[YOUR OBJECTIVE] Using the records below, locate all lines containing "keys" and return them.
■ ■ ■ ■
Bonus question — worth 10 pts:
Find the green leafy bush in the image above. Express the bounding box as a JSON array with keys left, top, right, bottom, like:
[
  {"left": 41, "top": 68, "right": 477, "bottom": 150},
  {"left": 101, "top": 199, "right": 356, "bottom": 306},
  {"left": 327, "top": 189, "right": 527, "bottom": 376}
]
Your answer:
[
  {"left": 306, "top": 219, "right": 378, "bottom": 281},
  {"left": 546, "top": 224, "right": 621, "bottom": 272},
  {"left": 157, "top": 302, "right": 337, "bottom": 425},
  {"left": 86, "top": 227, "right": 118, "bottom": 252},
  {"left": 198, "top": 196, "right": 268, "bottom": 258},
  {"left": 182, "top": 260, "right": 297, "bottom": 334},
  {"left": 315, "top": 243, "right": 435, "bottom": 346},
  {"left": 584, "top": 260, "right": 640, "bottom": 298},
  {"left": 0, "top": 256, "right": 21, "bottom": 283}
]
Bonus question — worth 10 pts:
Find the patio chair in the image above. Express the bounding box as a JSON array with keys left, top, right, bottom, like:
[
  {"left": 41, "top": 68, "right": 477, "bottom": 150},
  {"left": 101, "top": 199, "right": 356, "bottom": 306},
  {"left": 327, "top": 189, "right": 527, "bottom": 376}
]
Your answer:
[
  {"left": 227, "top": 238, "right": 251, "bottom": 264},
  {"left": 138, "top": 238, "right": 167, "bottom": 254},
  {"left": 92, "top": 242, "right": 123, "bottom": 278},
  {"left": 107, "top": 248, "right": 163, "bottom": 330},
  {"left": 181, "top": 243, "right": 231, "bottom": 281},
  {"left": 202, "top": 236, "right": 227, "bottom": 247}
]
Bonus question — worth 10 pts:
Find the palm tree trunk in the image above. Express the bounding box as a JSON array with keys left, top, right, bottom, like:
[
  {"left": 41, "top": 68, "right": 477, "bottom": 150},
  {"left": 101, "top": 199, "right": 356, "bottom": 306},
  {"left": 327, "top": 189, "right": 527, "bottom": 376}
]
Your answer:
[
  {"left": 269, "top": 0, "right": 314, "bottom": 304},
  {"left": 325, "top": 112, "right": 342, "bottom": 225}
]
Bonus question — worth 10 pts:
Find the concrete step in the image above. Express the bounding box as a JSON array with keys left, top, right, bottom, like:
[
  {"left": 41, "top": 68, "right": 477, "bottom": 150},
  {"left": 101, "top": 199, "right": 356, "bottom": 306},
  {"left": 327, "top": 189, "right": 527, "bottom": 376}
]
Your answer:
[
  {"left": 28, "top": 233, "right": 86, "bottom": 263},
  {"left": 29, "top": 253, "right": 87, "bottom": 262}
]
■ ■ ■ ■
[ANSWER TO THIS TASK]
Find the green leafy bush in the image above. Express the bounding box as a JSON array with keys left, top, right, bottom, like:
Find the patio chair in the image above. Express the bounding box as a JSON array with keys left, top, right, bottom, like:
Find the palm tree trunk in the image above. Express the bounding box as a JSON array with keys left, top, right, bottom, like:
Find the concrete step in the image above. Express the bounding box as a JSON array with keys left, top, right, bottom, like:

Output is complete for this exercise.